Exercise prompt: Which lines in the entries below contain the word "pole"? Copy each of those lines in full.

Supplied data:

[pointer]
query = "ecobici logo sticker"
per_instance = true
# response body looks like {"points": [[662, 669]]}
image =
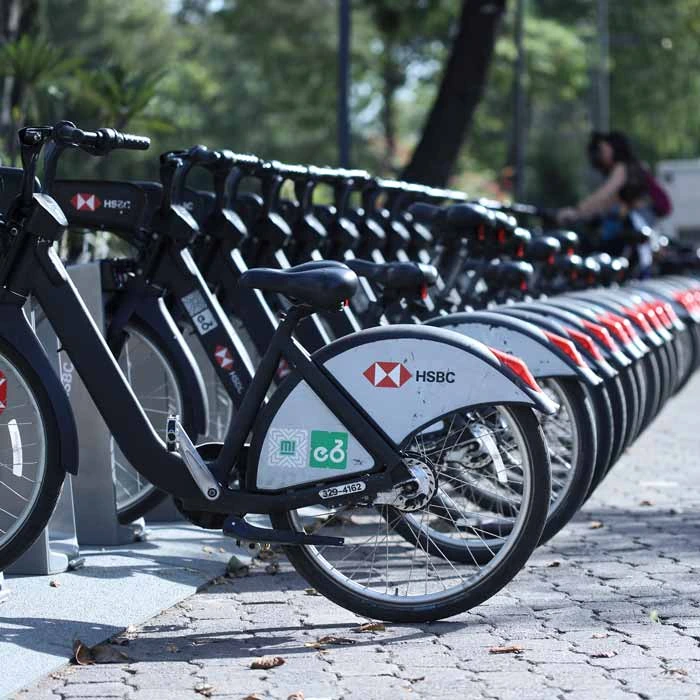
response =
{"points": [[291, 448], [328, 450], [202, 317]]}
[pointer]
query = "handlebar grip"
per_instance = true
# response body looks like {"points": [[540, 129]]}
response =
{"points": [[98, 142], [132, 142]]}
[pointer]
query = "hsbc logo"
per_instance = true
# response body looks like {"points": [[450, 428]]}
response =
{"points": [[393, 375], [387, 375], [223, 357], [85, 202]]}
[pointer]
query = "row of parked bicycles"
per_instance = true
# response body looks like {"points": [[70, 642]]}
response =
{"points": [[415, 389]]}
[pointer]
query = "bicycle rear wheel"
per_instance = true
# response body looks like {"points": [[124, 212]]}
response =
{"points": [[153, 380], [381, 573]]}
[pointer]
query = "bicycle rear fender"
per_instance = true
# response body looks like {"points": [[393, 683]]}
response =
{"points": [[401, 377], [525, 340], [16, 332]]}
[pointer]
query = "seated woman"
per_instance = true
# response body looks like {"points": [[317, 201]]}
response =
{"points": [[625, 189]]}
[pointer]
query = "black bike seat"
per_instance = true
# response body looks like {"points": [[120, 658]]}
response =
{"points": [[321, 286], [395, 275], [509, 273], [542, 248], [569, 240]]}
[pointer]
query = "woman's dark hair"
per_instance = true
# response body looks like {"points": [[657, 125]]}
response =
{"points": [[635, 185], [622, 150]]}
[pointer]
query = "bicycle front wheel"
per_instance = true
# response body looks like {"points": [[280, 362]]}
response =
{"points": [[31, 475]]}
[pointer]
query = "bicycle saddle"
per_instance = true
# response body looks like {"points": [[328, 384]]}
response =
{"points": [[542, 248], [321, 284], [458, 218], [569, 240], [395, 275], [509, 273]]}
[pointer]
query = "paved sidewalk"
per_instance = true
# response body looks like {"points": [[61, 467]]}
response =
{"points": [[610, 609]]}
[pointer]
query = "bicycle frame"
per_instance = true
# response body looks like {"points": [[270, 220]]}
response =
{"points": [[34, 268]]}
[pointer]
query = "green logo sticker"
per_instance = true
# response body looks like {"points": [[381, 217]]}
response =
{"points": [[328, 450]]}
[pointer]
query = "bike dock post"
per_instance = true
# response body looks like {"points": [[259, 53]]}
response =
{"points": [[96, 510], [56, 550], [4, 590]]}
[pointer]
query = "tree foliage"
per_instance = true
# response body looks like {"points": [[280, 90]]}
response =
{"points": [[262, 76]]}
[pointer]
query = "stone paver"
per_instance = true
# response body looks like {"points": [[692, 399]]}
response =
{"points": [[607, 613]]}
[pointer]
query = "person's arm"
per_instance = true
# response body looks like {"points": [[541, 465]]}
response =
{"points": [[600, 200], [606, 195]]}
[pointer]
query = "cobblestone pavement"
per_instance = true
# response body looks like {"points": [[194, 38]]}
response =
{"points": [[609, 609]]}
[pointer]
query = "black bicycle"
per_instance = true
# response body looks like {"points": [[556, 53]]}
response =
{"points": [[363, 427]]}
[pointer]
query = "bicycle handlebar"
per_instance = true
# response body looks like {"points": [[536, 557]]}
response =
{"points": [[98, 142]]}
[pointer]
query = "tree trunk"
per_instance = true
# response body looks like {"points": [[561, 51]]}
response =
{"points": [[458, 96]]}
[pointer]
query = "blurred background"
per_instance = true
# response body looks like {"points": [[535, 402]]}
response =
{"points": [[495, 97]]}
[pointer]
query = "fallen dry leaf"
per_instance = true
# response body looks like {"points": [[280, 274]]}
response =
{"points": [[272, 568], [510, 649], [603, 654], [83, 655], [371, 627], [265, 662], [205, 689], [330, 640], [266, 554], [237, 568]]}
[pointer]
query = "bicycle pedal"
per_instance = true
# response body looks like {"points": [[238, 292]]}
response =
{"points": [[240, 529], [177, 440]]}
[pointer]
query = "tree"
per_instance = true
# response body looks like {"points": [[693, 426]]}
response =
{"points": [[460, 91]]}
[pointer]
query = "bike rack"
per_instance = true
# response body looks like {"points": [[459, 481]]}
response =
{"points": [[96, 511], [56, 550]]}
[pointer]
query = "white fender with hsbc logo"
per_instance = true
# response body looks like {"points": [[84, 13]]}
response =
{"points": [[544, 355], [402, 376]]}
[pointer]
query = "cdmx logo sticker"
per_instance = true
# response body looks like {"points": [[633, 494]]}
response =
{"points": [[3, 392], [288, 448], [387, 375], [85, 202], [291, 448]]}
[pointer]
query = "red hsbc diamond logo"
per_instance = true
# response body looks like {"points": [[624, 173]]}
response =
{"points": [[223, 357], [387, 375], [85, 202]]}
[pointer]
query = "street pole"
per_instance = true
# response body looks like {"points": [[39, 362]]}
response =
{"points": [[603, 75], [343, 119], [519, 126]]}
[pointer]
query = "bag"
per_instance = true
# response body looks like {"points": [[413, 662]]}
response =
{"points": [[660, 201]]}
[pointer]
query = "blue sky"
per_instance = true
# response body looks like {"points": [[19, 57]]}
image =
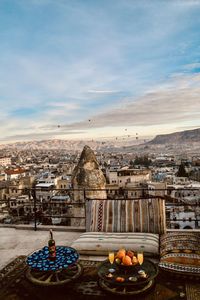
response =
{"points": [[90, 69]]}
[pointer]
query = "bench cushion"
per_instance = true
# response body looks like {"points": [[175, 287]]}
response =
{"points": [[180, 253], [142, 215], [100, 243]]}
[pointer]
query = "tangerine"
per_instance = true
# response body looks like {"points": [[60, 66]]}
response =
{"points": [[127, 260], [121, 253]]}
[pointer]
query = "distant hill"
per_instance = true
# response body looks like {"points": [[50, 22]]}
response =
{"points": [[69, 145], [187, 136]]}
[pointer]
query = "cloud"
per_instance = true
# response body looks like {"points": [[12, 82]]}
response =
{"points": [[177, 101], [103, 92], [38, 136]]}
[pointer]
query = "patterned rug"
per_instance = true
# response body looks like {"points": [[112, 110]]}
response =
{"points": [[15, 286]]}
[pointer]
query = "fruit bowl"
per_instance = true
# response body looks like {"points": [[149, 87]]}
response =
{"points": [[126, 259]]}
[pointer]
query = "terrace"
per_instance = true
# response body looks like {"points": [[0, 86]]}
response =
{"points": [[28, 230]]}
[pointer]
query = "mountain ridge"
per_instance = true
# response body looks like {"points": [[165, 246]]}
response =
{"points": [[185, 136]]}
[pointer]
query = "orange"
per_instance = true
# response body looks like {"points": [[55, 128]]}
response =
{"points": [[126, 260], [121, 253], [134, 260]]}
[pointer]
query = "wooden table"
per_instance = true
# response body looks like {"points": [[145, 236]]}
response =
{"points": [[45, 272], [128, 287]]}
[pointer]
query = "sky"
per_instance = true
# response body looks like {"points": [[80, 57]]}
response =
{"points": [[86, 69]]}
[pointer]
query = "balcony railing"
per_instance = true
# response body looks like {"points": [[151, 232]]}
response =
{"points": [[67, 206]]}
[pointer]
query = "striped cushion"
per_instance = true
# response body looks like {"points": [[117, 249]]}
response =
{"points": [[143, 215], [180, 253], [100, 243]]}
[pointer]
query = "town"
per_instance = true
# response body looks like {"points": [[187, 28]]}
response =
{"points": [[40, 187]]}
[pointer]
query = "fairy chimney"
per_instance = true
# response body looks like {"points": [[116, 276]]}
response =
{"points": [[88, 175]]}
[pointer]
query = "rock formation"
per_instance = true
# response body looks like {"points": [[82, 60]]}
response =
{"points": [[88, 175]]}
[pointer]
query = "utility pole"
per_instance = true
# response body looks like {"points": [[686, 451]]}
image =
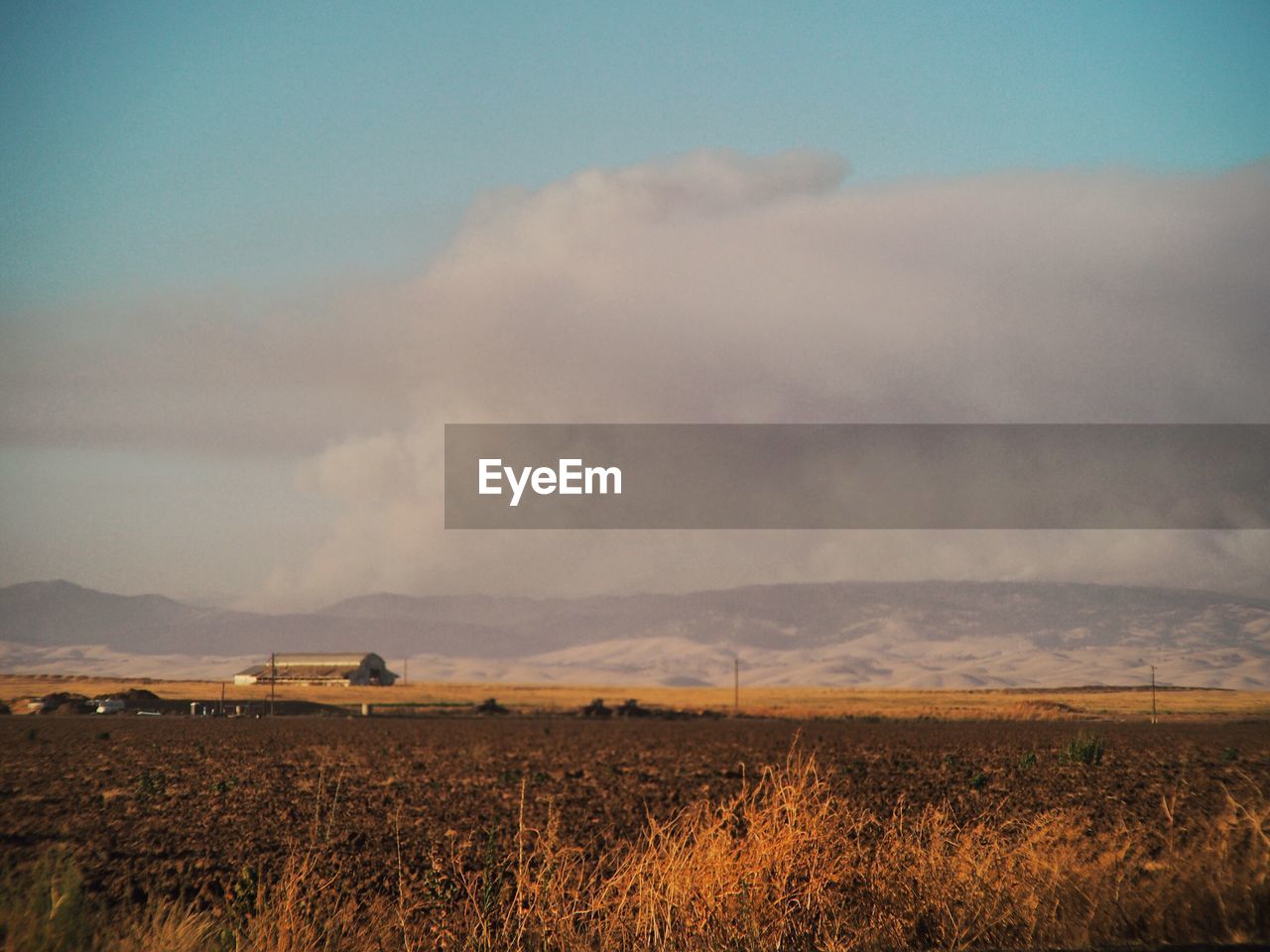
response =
{"points": [[1153, 717]]}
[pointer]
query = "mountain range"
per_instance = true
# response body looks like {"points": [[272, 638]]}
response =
{"points": [[913, 634]]}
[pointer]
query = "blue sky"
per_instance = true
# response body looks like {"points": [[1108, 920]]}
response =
{"points": [[157, 146], [220, 295]]}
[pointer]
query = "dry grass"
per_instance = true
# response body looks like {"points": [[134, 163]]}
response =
{"points": [[780, 702], [785, 865], [781, 865]]}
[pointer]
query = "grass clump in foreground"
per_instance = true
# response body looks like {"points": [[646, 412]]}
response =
{"points": [[785, 864], [1083, 749]]}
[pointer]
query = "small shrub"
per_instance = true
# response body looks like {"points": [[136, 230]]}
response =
{"points": [[1083, 749], [151, 784], [46, 909]]}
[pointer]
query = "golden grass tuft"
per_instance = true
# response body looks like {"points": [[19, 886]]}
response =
{"points": [[783, 865]]}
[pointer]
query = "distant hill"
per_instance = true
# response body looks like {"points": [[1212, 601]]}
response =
{"points": [[925, 634]]}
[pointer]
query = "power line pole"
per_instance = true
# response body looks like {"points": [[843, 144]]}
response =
{"points": [[735, 685], [1153, 716]]}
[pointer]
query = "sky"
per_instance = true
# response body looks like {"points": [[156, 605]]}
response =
{"points": [[255, 255]]}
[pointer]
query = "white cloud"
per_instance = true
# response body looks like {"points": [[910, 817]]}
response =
{"points": [[717, 287]]}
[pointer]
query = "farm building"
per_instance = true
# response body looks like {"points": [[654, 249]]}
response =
{"points": [[318, 669]]}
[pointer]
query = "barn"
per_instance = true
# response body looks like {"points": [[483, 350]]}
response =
{"points": [[313, 667]]}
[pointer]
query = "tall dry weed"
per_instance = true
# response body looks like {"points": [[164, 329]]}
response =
{"points": [[783, 865]]}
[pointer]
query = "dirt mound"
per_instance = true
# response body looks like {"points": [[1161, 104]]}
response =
{"points": [[64, 702], [136, 694]]}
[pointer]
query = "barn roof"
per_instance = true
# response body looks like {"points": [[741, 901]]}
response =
{"points": [[325, 658]]}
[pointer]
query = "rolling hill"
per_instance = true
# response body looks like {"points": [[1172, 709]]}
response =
{"points": [[925, 634]]}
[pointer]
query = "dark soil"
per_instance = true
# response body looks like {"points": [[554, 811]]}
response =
{"points": [[177, 807]]}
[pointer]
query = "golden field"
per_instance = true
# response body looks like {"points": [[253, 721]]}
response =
{"points": [[798, 702]]}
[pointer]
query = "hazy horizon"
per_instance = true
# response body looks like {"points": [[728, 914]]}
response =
{"points": [[255, 262]]}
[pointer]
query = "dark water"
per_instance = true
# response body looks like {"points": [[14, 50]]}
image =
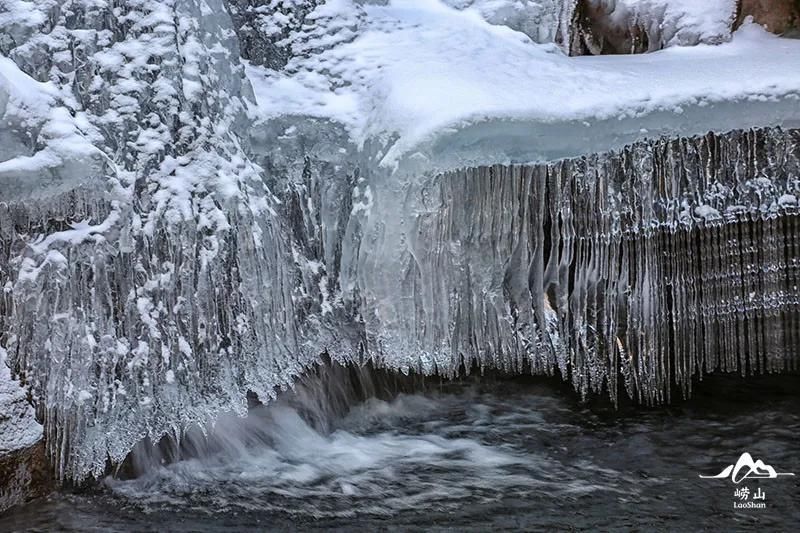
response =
{"points": [[505, 456]]}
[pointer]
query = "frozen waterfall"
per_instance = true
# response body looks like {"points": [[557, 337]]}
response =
{"points": [[173, 238]]}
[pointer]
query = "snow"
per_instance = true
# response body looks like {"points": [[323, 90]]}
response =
{"points": [[18, 426], [66, 155], [676, 22], [419, 71]]}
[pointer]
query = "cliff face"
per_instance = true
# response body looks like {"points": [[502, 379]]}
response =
{"points": [[169, 242], [636, 26], [778, 16]]}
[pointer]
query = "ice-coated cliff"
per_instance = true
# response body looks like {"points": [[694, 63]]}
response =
{"points": [[198, 198]]}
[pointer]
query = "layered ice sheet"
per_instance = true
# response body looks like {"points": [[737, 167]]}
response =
{"points": [[446, 88], [391, 196]]}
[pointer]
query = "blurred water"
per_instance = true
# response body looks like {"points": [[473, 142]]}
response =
{"points": [[502, 456]]}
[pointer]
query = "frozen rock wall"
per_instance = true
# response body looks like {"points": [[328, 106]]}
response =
{"points": [[161, 256]]}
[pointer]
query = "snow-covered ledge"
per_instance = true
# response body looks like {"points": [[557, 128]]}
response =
{"points": [[20, 440]]}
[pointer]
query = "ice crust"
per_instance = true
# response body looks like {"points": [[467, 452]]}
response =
{"points": [[413, 184]]}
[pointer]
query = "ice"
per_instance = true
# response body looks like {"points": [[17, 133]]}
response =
{"points": [[18, 426], [371, 83], [650, 25], [169, 243]]}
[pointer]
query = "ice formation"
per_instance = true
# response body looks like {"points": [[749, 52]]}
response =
{"points": [[179, 227]]}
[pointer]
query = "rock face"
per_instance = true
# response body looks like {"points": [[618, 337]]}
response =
{"points": [[23, 470], [161, 257], [639, 26], [778, 16], [24, 474]]}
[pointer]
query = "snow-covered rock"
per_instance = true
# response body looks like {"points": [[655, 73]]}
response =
{"points": [[18, 426], [179, 227]]}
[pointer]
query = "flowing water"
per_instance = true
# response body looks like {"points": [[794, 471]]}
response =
{"points": [[501, 455]]}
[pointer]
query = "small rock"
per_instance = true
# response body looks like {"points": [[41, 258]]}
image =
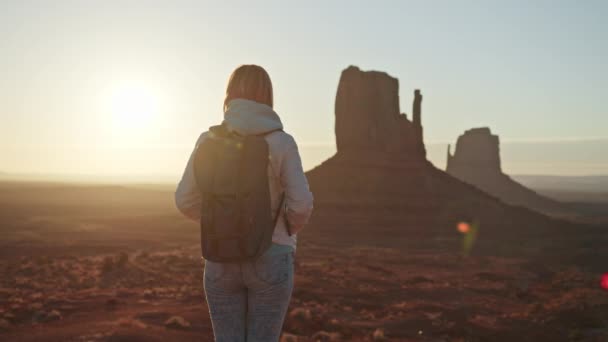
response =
{"points": [[38, 317], [378, 335], [324, 336], [149, 294], [177, 322], [4, 325], [54, 315], [287, 337]]}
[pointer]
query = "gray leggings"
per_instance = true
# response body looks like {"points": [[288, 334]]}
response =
{"points": [[248, 301]]}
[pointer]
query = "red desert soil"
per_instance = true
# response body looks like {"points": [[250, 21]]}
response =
{"points": [[90, 263]]}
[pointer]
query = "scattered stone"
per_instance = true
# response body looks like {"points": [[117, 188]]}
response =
{"points": [[4, 325], [287, 337], [378, 335], [53, 315], [39, 317], [324, 336], [149, 294], [476, 160], [177, 322], [128, 322]]}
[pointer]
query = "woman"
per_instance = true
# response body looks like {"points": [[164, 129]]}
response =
{"points": [[248, 300]]}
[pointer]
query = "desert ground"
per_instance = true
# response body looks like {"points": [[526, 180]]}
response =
{"points": [[117, 263]]}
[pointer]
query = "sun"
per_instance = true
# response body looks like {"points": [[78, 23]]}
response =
{"points": [[133, 106]]}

Task answer:
query = "street pole"
query = "utility pole"
query = "power line pole"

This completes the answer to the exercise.